- Extracted text -
____

Joseph Blocher's principal academic interests include federal and state constitutional law, the First and Second Amendments, and legal history. His current scholarship addresses issues of gun rights and regulation, free speech, academic freedom, and the relationship between law and violence.
Blocher has published more than a hundred articles on those and other topics in the Harvard Law Review, Yale Law Journal, Stanford Law Review, and other leading journals, and has been cited by the Supreme Court and nearly every federal court of appeals. He is co-author of The Second Amendment: Gun Rights and Regulation (Foundation Press 2025), New Histories of Gun Rights and Regulation: Essays on the Place of Guns in American Law and Society (Oxford University Press 2023), and other books. He serves as Co-Founder and Faculty Director of the Center for Firearms Law, has testified before House and Senate committees, and has written for the New York Times, Washington Post, Slate, Vox, and other public outlets.
Blocher returned to his hometown of Durham to join the Duke Law faculty in 2009 and received the law school's Distinguished Teaching Award in 2012. Before coming to Duke, he clerked for Guido Calabresi of the U.S. Court of Appeals for the Second Circuit and Rosemary Barkett of the U.S. Court of Appeals for the Eleventh Circuit. He also practiced law at O'Melveny & Myers LLP, where he assisted the merits briefing for the District of Columbia in District of Columbia v. Heller.
He received his B.A., magna cum laude and Phi Beta Kappa, from Rice University, and studied law and economic development as a Fulbright Scholar in Ghana and as a Gates Scholar at Cambridge University, where he received an M.Phil in Land Economy. He received his J.D. from Yale Law School, where he served as comments editor of the Yale Law Journal, symposium editor of the Yale Law & Policy Review, notes editor of the Yale Human Rights & Development Law Journal, participated in or directed several clinics, and was co-chair of the Legal Services Organization.

____

- Data extracts -

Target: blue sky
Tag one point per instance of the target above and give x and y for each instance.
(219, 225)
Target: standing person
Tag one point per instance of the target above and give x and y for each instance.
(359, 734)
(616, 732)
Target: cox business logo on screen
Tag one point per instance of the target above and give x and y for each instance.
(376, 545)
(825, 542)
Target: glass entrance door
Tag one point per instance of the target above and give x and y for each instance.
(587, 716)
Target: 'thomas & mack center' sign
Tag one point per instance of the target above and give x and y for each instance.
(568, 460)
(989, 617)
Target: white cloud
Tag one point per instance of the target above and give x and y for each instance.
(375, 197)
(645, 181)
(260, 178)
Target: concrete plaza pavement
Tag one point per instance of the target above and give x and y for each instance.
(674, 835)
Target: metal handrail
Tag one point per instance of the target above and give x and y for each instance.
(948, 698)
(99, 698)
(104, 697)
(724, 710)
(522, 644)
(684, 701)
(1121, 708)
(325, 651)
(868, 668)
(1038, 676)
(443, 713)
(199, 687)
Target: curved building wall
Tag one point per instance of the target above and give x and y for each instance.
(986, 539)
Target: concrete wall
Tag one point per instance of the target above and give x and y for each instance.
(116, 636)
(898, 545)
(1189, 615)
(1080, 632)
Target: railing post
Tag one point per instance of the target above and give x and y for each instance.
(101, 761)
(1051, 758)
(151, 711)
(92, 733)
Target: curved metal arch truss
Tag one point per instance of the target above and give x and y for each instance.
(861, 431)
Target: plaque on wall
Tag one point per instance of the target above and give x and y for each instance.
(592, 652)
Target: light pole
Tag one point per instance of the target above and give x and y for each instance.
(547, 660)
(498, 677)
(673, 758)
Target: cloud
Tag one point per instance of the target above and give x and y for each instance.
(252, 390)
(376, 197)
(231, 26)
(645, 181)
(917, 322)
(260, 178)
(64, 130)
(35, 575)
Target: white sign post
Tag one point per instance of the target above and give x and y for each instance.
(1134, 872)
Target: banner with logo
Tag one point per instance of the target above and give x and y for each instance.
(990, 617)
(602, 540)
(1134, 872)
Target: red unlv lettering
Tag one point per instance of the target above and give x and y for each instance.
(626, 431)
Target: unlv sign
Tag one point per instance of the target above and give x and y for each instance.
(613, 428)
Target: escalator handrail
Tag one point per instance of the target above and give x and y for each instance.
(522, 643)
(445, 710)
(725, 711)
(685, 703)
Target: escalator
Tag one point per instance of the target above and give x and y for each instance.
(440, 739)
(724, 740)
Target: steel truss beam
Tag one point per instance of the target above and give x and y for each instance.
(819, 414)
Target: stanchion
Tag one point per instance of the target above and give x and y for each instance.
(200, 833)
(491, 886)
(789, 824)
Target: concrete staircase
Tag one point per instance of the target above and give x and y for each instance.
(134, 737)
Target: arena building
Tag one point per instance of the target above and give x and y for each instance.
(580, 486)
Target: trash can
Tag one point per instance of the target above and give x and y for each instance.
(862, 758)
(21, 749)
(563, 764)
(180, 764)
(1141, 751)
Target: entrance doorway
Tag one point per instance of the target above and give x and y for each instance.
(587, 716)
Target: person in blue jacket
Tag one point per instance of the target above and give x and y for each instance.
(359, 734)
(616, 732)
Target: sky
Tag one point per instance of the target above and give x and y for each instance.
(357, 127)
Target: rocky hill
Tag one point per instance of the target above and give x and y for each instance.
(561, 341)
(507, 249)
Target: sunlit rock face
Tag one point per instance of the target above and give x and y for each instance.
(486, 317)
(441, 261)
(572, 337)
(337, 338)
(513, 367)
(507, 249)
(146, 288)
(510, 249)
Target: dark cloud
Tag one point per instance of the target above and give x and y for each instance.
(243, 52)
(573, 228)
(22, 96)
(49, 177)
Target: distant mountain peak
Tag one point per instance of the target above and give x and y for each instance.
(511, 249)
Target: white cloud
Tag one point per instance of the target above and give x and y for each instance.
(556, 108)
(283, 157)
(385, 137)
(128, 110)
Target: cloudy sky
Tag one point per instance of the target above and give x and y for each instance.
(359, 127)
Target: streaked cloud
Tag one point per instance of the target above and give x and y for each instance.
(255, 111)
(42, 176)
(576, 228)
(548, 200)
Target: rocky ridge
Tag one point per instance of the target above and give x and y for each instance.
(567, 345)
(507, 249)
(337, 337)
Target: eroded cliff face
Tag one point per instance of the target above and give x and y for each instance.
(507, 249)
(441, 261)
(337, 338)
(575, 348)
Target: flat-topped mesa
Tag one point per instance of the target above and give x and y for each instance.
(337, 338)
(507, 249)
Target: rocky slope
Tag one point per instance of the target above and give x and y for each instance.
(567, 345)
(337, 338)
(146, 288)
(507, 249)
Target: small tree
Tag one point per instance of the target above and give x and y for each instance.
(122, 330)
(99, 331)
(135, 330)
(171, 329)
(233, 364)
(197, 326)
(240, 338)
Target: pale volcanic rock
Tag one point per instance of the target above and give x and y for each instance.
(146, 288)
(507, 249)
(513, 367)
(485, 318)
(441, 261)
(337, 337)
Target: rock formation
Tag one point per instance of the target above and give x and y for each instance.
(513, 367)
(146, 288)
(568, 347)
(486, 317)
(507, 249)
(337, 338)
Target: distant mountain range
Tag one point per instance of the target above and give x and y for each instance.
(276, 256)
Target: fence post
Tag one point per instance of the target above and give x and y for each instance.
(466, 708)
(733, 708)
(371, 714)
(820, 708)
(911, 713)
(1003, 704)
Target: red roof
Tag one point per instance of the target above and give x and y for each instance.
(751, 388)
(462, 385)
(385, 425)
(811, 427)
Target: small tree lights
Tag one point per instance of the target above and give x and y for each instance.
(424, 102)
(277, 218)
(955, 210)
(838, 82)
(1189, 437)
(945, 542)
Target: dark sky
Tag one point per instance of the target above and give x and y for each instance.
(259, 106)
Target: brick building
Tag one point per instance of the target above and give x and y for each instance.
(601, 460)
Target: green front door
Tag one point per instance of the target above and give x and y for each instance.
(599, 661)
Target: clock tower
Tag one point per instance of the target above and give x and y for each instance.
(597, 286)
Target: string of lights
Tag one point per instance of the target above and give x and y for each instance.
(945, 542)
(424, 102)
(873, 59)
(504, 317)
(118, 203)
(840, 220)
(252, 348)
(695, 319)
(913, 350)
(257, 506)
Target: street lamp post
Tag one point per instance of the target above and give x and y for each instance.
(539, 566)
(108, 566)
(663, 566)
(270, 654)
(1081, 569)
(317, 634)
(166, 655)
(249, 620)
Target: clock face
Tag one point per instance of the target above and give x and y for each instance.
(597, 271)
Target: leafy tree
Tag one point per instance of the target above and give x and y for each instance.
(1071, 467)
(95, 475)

____

- Set of tasks -
a – According to the Blocher biography, why did Blocher return to Durham in 2009? Answer in one to three sentences.
b – Repeat the part of the Blocher biography that begins with "Blocher has published" and ends after "other public outlets.", switching "Center for Firearms Law" to "Center for Gun Law".
The data come from a different source than the Blocher biography.

- Expected responses -
a – He returned to Durham, his hometown, to join the Duke Law faculty.

b –
Blocher has published more than a hundred articles on those and other topics in the Harvard Law Review, Yale Law Journal, Stanford Law Review, and other leading journals, and has been cited by the Supreme Court and nearly every federal court of appeals. He is co-author of The Second Amendment: Gun Rights and Regulation (Foundation Press 2025), New Histories of Gun Rights and Regulation: Essays on the Place of Guns in American Law and Society (Oxford University Press 2023), and other books. He serves as Co-Founder and Faculty Director of the Center for Gun Law, has testified before House and Senate committees, and has written for the New York Times, Washington Post, Slate, Vox, and other public outlets.